## Stated goal 1
Could you copy, word for word, the part of the Oppenheimer passage that opens with the words containing "And so the surveillance" and closes with "could he do?"?
## Stated goal 2
Would you carry the Oppenheimer passage on from its last sentence?

A Life In Twilight
The Final Years of J. Robert Oppenheimer
By Mark Wolverton
St. Martin's Press Copyright © 2008 Mark Wolverton
All rights reserved.
The Scientist and the Reporter
The G-men had been watching J. Robert Oppenheimer for a long time. Over ten years, in fact, ever since he had been named scientific director of the Manhattan Project by its leader, Brigadier General Leslie R. Groves. At first the surveillance had been conducted by Army intelligence, who followed the scientist around in government-issue sedans, noting his movements and meetings, verifying he did what he said he was going to do and noting whenever he departed from schedule, such as when he spent a night with a former girlfriend in Berkeley in the summer of 1943. Occasionally the Army types were complemented in their watchdogging by J. Edgar Hoover's FBI men, who sometimes got into little turf wars over who was supposed to watch what and when. Both the military and FBI dutifully tapped Oppenheimer's phones and intercepted and read his mail as a matter of course.
During the war at least, Oppenheimer wasn't alone as an object of such scrutiny. Everyone who lived in Los Alamos or worked on the Manhattan Project was watched and monitored and surveilled, and the constant security measures became a source of running jokes among the project personnel, if not also frequent irritation. Some waggish project people liked to tweak the nose of the security stalwarts. Richard Feynman, a bongo-playing physicist, routinely planted secret messages in letters to his wife and opened safes at Los Alamos to leave taunting messages inside for security officers. For most, it was simply an accepted, if unfortunate, necessity of wartime life in a top-secret enterprise.
Oppenheimer's case was different, though. Not only was he the leader of the scientists, he had an extensive leftist background, with a formerly Communist wife, brother, and sister-in-law, just for starters. Although he wasn't alone in such associations among the Manhattan Project scientific elite, he was the most prominent of those who went on to move in lofty government circles after the war, and arguably the most influential of all the atomic scientists. Obviously such a man continued to bear watching, thought some high governmental officials.
And so the surveillance of J. Robert Oppenheimer continued, sometimes only cursorily, other times more intensively, even after he left the Manhattan Project and continued as a scientific and policy adviser to his government, even after he was officially disgraced and expelled from any connection with the government, the military, or political powers that be. Perhaps he wasn't a Soviet agent, some reasoned, but what if he decided to defect? What terrible damage could he do?
Such logic impelled retired admiral Lewis Strauss, chairman of the Atomic Energy Commission and the man who had been instrumental in stripping Oppenheimer of his security clearance and destroying his political influence, to demand that Hoover's FBI keep the scientist under its watchful eyes, even as Hoover himself thought the need for such surveillance was long past and had become a drain on Bureau resources that could be better employed elsewhere.

## Data

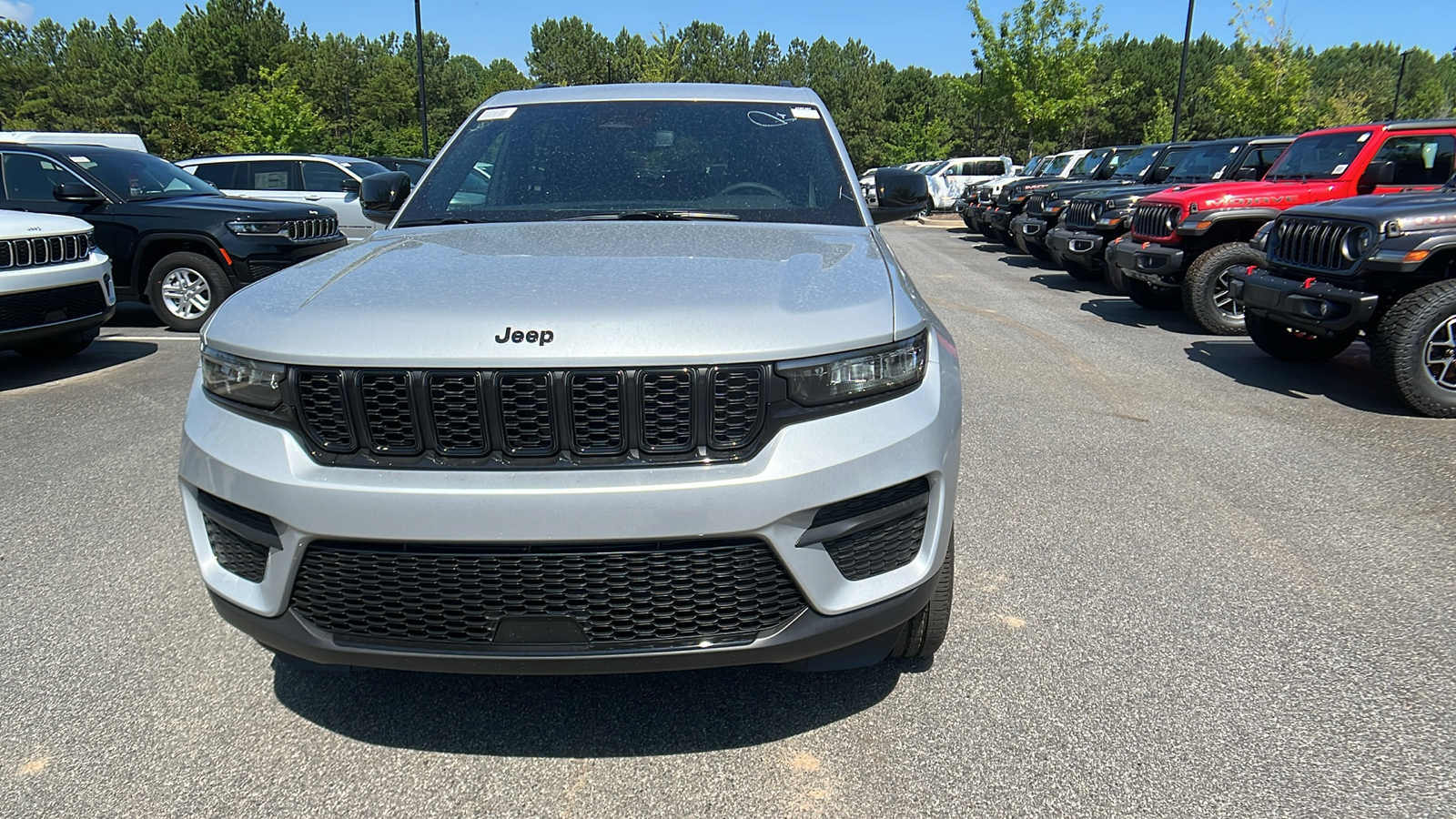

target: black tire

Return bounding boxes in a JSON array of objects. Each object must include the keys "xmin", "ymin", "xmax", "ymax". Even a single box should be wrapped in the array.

---

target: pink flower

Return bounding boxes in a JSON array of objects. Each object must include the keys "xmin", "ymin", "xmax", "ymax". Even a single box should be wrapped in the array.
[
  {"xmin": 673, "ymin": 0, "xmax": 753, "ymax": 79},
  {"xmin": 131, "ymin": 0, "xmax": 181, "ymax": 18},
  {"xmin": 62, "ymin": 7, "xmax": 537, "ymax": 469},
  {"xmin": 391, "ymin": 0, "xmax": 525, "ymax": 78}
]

## Task result 1
And so the surveillance of J. Robert Oppenheimer continued, sometimes only cursorily, other times more intensively, even after he left the Manhattan Project and continued as a scientific and policy adviser to his government, even after he was officially disgraced and expelled from any connection with the government, the military, or political powers that be. Perhaps he wasn't a Soviet agent, some reasoned, but what if he decided to defect? What terrible damage could he do?

## Task result 2
For the agents assigned to the Oppenheimer detail, watching the disgraced physicist must have become a stultifyingly boring assignment by the end of 1954. Instead of chasing Soviet agents or Mafia kingpins, here they were, stuck watching the administrator of the world's biggest refuge for eggheads. So they were no doubt intrigued by the arrival at the Institute of the famous broadcaster Edward R. Murrow, another public figure who had been under FBI scrutiny. Unfortunately, without any bugs in Oppenheimer's office to let the Feds listen in to the meeting, the agents had to report that the "nature of the conversation is unknown."
As it turned out, the agents didn't have to worry. They, along with everyone else in the country, would find out "the nature of the conversation" on a Tuesday evening in early January 1955, and it had been perfectly innocuous. Oppenheimer and Murrow hadn't been planning the overthrow of the government or the establishment of a Communist spy ring at the Institute, or even debating the finer points of Das Kapital. They had merely been discussing the details of an upcoming broadcast of Murrow's famous — or to some, infamous — television program, See It Now. Murrow and his producer/partner, Fred W. Friendly, the "third unidentified individual" noted by the FBI agent, wanted to do an episode featuring the Institute for Advanced Study, and the three men had been going over the necessary arrangements.
For Murrow and Friendly, 1954 had been almost as difficult and fateful a year as for Robert Oppenheimer. A month before the beginning of Oppenheimer's security hearing, in March 1954, Murrow had dared to directly and openly attack Senator Joseph McCarthy on See It Now in a devastating broadside that proved to be one of the signal events that led to McCarthy's downfall. A few days before the hearing convened, McCarthy responded to Murrow on See It Now, and several weeks later began the Army-McCarthy hearings — watched by millions of Americans, including Oppenheimer himself during the brief breaks in his own ordeal — that led to the Senator's censure by the Senate in December 1954. Murrow and Friendly paid dearly for their courage, facing not only the inevitable personal attacks from McCarthy and his supporters, but the more intimate fallout that landed on other members of their See It Now team, leading to resignations, firings, and even a suicide.
Thanks to their own strength of character and the grudging support of their network, Murrow and Friendly had survived the battles of 1954, slightly bloodied but still defiant, still eager to pursue the controversial and dangerous. But not every See It Now was intended to be as incendiary as the McCarthy show, nor did every episode deal with even remotely political or controversial subject matter. Some episodes simply provided fascinating glimpses of noteworthy individuals, gave an insider's tour of some previously unseen place, or reveled in the possibilities of the new technology of coast-to-coast television broadcasting. The January 4, 1955, See It Now broadcast was originally planned to be nothing more than one of these quieter, calm, noncontroversial episodes. It would turn out to be something quite different.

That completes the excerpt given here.